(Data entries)
::::

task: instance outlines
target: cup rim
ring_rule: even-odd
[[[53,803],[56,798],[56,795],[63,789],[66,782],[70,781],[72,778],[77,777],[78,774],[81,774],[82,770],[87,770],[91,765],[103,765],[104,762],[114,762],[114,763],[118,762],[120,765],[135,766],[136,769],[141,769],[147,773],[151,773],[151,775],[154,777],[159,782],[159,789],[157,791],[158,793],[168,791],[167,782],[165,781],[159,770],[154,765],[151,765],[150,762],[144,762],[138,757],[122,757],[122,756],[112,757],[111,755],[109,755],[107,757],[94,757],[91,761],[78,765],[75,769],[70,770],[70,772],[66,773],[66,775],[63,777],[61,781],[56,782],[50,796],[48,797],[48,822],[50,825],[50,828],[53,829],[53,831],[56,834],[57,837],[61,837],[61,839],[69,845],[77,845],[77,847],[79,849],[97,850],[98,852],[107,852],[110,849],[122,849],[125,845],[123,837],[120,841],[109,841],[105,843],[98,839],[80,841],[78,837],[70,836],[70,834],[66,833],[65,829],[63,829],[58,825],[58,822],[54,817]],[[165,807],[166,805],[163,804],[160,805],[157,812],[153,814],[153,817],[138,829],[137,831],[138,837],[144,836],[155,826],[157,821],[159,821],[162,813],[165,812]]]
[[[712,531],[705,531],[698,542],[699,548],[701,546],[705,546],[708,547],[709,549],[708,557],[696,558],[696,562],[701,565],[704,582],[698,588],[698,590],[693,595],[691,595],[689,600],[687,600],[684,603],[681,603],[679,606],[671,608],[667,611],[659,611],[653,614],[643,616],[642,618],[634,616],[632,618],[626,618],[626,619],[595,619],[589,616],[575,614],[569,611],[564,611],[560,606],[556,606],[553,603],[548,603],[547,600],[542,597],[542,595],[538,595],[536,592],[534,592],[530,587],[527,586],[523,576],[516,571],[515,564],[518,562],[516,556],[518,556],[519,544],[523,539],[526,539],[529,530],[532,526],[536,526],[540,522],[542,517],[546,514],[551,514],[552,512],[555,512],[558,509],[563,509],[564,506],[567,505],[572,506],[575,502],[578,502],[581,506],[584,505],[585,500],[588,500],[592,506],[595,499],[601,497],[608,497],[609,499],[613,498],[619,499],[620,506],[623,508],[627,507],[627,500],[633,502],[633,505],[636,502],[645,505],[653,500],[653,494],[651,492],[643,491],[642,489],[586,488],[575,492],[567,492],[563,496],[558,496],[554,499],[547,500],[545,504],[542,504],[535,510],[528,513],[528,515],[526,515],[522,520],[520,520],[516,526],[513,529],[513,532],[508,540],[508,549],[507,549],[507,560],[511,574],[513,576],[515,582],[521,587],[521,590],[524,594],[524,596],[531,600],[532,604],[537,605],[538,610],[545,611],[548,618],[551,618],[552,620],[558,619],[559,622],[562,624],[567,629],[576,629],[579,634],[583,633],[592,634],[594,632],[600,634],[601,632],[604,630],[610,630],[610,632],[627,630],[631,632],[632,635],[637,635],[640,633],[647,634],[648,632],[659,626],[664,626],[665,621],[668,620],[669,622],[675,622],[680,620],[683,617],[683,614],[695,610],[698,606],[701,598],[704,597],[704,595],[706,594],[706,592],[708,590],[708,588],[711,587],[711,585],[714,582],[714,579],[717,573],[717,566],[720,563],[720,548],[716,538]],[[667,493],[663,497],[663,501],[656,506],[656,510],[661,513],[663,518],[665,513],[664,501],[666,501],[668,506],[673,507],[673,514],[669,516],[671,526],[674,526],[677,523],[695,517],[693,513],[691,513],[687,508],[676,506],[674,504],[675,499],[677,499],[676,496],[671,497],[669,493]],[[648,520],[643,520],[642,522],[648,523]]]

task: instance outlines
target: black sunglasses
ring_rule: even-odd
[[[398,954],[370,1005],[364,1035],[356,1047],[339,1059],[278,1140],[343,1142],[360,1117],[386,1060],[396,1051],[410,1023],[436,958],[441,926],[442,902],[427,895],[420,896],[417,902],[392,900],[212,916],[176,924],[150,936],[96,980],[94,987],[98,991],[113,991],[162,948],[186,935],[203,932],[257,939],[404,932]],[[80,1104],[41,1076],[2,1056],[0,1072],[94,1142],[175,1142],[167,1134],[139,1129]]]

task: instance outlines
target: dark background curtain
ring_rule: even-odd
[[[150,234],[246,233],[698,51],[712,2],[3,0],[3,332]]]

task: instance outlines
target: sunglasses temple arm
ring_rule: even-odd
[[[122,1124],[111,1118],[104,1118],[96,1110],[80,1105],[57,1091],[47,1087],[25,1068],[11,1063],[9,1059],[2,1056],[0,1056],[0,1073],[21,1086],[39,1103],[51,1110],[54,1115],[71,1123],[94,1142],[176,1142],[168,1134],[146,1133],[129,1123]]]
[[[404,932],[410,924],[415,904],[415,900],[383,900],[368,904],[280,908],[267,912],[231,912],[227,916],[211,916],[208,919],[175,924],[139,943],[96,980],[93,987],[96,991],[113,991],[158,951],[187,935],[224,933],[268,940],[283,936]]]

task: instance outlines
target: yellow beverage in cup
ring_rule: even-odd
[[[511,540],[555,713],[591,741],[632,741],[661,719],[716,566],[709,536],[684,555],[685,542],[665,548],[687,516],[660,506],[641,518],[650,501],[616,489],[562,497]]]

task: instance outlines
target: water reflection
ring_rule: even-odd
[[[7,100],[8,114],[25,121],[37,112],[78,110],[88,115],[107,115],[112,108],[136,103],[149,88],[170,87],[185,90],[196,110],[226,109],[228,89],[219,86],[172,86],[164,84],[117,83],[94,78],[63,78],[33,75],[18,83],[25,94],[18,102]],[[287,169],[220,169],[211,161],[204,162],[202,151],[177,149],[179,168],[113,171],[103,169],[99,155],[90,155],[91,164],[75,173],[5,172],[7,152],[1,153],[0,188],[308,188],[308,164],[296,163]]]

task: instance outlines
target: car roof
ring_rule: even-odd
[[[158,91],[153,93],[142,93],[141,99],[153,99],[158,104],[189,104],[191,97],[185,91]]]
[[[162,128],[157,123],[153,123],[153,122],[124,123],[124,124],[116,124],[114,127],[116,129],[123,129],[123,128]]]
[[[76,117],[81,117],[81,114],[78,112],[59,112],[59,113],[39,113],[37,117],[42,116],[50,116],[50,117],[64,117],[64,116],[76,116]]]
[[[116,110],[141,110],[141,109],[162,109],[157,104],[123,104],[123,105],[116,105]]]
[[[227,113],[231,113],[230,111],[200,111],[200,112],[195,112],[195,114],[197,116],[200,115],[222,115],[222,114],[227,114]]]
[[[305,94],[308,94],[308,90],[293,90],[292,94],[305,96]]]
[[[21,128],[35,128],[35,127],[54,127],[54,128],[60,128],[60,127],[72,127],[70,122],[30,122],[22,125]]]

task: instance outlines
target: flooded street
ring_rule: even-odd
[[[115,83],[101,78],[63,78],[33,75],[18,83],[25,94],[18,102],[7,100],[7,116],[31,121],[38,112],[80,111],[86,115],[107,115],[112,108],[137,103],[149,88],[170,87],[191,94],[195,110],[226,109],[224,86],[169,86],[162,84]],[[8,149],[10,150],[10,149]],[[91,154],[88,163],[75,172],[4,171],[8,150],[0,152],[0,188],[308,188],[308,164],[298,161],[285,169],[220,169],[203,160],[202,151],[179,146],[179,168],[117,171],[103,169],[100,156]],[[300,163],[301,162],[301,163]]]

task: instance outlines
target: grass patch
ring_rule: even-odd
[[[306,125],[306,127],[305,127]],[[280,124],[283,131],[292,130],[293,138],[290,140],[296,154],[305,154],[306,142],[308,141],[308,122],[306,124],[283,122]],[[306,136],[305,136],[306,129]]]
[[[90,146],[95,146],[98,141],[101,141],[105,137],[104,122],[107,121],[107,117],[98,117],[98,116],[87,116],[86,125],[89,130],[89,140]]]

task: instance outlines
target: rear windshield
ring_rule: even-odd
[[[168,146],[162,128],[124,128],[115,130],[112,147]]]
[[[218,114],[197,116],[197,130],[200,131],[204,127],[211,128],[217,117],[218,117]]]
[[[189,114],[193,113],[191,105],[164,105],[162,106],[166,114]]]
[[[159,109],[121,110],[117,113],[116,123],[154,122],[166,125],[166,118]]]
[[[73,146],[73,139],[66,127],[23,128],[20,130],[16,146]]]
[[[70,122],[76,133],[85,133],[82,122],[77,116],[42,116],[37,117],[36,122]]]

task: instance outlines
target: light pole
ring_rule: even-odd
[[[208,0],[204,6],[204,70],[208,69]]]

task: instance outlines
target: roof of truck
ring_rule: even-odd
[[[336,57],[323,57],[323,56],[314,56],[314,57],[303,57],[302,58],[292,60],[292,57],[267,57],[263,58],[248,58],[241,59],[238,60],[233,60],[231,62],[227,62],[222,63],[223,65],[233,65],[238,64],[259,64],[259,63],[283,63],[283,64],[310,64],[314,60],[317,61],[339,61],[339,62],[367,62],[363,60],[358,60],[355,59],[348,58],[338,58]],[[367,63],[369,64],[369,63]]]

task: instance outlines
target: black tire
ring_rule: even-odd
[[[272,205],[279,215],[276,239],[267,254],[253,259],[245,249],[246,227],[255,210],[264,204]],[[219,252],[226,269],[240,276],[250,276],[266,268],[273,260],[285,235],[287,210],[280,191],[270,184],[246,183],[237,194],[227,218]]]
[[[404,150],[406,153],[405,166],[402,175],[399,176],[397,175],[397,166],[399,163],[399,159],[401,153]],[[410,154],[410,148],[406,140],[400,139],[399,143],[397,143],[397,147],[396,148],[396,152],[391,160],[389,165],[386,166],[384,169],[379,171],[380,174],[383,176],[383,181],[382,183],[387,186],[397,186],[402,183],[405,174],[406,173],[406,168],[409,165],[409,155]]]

::::

**Task instructions:**
Which lines in the material contain the string "sunglasses"? List each of them.

**Reply:**
target: black sunglasses
target: sunglasses temple arm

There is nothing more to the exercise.